▸ Supplied material
# # # #
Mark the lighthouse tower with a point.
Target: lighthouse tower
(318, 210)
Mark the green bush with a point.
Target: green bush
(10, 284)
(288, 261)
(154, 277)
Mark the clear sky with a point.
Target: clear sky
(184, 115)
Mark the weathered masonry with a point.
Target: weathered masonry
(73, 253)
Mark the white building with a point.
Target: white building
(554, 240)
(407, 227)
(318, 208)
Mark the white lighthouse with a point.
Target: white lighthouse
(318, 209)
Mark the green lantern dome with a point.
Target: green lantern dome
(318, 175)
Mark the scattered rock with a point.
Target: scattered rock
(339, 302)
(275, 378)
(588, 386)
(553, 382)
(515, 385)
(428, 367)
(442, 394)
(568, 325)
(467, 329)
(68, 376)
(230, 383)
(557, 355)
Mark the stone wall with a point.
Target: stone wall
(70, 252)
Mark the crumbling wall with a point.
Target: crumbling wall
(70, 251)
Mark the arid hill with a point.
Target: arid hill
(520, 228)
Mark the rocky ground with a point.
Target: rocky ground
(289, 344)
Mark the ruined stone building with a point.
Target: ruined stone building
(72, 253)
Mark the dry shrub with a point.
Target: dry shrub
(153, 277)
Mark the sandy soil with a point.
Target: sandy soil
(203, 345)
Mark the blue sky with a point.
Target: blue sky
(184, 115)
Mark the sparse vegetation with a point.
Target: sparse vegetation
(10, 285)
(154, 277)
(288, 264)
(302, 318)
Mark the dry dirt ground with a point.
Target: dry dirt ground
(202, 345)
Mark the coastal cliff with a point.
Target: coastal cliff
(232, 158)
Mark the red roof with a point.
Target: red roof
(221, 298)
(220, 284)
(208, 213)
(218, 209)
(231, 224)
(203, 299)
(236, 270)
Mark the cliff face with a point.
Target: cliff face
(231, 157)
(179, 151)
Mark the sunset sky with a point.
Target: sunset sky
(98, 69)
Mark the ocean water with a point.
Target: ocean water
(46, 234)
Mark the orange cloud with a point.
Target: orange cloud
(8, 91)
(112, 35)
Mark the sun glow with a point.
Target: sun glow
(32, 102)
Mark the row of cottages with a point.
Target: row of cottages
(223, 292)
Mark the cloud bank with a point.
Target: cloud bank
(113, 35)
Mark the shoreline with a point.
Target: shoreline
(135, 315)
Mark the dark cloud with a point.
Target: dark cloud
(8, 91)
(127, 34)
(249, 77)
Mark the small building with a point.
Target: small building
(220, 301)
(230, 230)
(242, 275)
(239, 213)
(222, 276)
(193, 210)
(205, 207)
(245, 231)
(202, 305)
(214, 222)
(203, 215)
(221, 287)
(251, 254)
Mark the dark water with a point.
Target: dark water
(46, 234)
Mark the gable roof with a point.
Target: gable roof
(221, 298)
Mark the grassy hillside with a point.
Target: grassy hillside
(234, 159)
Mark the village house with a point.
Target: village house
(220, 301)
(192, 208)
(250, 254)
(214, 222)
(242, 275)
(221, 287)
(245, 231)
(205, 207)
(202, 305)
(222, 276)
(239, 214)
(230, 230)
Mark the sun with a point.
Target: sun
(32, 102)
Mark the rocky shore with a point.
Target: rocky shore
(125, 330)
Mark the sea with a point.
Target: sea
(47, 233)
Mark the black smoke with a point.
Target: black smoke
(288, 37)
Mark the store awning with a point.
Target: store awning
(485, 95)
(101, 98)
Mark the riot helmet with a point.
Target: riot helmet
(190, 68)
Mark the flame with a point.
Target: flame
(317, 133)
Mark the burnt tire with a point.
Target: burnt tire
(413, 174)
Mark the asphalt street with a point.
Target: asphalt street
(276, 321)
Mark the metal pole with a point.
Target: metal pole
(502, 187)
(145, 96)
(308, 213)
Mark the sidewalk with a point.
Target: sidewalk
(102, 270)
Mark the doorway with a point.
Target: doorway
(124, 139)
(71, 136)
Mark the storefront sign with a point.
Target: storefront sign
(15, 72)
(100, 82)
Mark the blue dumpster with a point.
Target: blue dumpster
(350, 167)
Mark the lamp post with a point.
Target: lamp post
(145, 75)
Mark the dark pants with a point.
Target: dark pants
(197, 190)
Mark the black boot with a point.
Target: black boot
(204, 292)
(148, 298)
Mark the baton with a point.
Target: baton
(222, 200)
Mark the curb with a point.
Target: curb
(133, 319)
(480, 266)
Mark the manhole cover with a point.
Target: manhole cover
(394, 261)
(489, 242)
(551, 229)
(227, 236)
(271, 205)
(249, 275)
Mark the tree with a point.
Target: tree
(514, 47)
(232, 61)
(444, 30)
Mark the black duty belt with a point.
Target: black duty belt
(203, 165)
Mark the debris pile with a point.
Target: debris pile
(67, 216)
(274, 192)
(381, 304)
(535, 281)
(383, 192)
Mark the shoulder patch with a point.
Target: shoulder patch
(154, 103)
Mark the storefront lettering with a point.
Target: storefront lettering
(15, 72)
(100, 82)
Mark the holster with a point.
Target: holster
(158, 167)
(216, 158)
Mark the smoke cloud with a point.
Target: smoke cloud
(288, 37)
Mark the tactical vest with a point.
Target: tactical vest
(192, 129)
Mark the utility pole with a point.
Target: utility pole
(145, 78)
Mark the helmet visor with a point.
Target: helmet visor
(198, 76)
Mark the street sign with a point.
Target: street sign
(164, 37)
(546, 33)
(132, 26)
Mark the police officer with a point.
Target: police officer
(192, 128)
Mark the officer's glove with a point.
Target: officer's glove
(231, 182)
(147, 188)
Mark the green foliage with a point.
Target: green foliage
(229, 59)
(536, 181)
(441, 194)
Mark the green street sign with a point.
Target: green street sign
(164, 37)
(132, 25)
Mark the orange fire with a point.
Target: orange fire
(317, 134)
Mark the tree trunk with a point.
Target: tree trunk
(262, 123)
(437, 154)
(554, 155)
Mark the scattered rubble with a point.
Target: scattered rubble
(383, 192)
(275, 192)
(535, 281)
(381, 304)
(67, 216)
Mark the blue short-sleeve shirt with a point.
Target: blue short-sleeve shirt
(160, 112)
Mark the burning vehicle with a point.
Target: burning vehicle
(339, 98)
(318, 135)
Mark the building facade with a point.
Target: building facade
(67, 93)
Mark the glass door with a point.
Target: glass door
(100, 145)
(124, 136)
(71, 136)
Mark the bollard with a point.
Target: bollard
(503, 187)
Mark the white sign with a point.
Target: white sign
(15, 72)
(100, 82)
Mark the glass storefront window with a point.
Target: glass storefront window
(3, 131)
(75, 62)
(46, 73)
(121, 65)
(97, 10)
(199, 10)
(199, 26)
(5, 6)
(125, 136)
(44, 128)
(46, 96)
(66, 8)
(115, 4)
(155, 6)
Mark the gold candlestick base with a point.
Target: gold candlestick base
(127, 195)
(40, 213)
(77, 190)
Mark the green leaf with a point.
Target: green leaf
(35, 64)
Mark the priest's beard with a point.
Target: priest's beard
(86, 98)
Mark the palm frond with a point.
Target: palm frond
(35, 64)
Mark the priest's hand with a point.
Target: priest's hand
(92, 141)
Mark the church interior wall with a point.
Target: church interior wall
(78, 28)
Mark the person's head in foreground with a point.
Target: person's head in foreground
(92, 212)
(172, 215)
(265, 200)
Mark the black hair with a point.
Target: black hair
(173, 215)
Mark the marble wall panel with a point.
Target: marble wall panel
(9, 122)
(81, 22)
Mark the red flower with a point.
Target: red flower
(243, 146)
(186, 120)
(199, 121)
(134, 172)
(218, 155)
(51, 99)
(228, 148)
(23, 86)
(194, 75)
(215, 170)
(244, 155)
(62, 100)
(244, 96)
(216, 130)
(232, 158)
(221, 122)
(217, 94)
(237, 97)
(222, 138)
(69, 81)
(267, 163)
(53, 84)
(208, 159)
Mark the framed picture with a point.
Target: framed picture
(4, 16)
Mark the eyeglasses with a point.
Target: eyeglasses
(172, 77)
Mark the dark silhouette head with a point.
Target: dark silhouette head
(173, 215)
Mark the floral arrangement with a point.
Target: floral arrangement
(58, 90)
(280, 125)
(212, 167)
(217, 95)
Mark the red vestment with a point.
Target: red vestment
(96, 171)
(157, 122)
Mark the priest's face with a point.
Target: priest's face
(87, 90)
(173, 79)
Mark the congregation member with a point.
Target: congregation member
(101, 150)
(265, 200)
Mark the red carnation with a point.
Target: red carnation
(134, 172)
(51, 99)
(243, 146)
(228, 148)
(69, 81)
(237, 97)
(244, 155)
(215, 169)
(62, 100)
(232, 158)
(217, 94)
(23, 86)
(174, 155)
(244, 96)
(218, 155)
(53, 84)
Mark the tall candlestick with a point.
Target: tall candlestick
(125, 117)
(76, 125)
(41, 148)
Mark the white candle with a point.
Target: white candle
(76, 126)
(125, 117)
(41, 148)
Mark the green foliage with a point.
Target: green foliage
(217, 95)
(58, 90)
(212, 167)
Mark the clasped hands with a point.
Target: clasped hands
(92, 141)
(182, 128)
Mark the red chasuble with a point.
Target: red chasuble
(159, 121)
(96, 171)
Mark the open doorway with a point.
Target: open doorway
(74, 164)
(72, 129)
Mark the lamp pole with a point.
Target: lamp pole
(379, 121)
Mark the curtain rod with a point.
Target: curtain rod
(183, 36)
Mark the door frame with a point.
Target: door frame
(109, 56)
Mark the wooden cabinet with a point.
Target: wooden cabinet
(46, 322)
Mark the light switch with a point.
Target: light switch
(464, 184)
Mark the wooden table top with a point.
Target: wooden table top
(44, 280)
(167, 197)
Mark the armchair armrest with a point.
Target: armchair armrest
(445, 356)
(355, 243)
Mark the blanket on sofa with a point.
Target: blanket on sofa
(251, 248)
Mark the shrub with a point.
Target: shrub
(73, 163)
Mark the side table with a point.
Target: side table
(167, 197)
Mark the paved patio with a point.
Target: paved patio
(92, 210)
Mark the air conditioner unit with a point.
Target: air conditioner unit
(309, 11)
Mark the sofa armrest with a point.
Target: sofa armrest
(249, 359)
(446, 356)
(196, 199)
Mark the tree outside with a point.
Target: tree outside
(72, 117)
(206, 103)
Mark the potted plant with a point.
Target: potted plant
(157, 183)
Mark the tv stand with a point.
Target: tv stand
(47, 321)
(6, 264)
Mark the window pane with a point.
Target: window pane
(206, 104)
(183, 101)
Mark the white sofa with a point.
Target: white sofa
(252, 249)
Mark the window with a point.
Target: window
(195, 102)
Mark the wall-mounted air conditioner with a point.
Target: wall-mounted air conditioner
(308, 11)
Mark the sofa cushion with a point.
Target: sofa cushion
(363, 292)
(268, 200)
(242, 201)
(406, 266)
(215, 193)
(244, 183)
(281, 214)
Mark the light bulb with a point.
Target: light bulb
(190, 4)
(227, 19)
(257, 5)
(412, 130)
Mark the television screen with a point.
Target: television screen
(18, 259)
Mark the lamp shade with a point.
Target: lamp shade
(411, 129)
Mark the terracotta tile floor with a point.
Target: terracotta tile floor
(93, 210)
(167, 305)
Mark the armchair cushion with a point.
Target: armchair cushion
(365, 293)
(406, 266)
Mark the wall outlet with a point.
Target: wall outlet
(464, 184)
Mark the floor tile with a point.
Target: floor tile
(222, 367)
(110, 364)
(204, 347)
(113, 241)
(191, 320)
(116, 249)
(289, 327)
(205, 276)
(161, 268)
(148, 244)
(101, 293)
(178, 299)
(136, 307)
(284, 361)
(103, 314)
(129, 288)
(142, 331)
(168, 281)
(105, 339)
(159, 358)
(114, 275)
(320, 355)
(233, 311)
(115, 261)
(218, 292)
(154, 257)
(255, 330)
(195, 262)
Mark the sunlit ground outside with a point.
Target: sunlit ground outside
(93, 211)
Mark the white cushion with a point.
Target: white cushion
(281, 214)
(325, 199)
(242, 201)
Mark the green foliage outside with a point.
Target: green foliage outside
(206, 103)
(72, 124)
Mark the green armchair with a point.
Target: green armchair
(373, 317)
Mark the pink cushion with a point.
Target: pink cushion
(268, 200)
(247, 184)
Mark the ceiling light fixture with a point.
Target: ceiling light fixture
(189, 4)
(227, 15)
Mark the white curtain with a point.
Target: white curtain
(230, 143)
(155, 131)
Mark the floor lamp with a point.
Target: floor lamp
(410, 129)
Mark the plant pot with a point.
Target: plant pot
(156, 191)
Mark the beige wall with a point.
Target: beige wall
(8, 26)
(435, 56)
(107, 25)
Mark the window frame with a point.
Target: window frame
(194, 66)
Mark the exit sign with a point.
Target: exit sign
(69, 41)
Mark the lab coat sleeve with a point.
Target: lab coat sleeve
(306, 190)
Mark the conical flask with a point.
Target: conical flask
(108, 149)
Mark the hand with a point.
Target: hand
# # # #
▸ Problem to work on
If a line comes after the one containing "Mark the dark cloud with a point.", leave it out; set down every line of the data before it, and that line itself, exactly.

▸ Response for this exercise
Mark the lighthouse tower with a point.
Target: lighthouse tower
(318, 210)
Mark the green bush with a point.
Target: green bush
(10, 284)
(288, 261)
(154, 277)
Mark the clear sky with a point.
Target: clear sky
(184, 115)
Mark the weathered masonry with a point.
Target: weathered masonry
(73, 253)
Mark the white building with a point.
Target: white building
(554, 240)
(407, 227)
(318, 208)
Mark the white lighthouse with a point.
Target: white lighthouse
(318, 209)
Mark the green lantern dome with a point.
Target: green lantern dome
(318, 175)
Mark the scattered rock with a point.
Target: scattered rock
(339, 302)
(275, 378)
(588, 386)
(553, 382)
(515, 385)
(428, 367)
(442, 394)
(568, 325)
(467, 329)
(68, 376)
(230, 383)
(557, 355)
Mark the stone wall with a point.
Target: stone wall
(70, 252)
Mark the crumbling wall with a point.
Target: crumbling wall
(70, 251)
Mark the arid hill with a point.
Target: arid hill
(520, 228)
Mark the rocky ground with a point.
Target: rocky ground
(289, 344)
Mark the ruined stone building with a point.
Target: ruined stone building
(72, 253)
Mark the dry shrub with a point.
Target: dry shrub
(153, 277)
Mark the sandy soil with a point.
Target: sandy soil
(203, 345)
Mark the blue sky with a point.
Target: blue sky
(184, 115)
Mark the sparse vegetation with a point.
Target: sparse vegetation
(10, 285)
(154, 277)
(288, 264)
(302, 318)
Mark the dry dirt ground with a point.
Target: dry dirt ground
(202, 345)
Mark the coastal cliff with a point.
Target: coastal cliff
(232, 158)
Mark the red roof with a point.
Target: red roof
(221, 298)
(220, 284)
(208, 213)
(218, 209)
(231, 224)
(203, 299)
(236, 270)
Mark the cliff face with a point.
Target: cliff face
(231, 157)
(179, 151)
Mark the sunset sky with a point.
Target: sunset sky
(98, 69)
Mark the ocean water with a point.
Target: ocean water
(46, 234)
Mark the orange cloud with a point.
Target: orange cloud
(8, 91)
(112, 35)
Mark the sun glow with a point.
Target: sun glow
(32, 102)
Mark the row of cottages with a point.
Target: row of cottages
(223, 292)
Mark the cloud bank with a point.
Target: cloud bank
(113, 35)
Mark the shoreline with a point.
Target: shoreline
(135, 315)
Mark the dark cloud with a point.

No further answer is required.